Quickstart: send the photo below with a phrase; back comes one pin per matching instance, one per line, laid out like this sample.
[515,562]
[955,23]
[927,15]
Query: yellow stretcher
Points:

──────

Repeat this material verbatim.

Quickstart: send the photo below with a phrase; back comes one pin per matching instance, one per line, laid out like this sample.
[515,562]
[955,23]
[927,15]
Query: yellow stretcher
Points:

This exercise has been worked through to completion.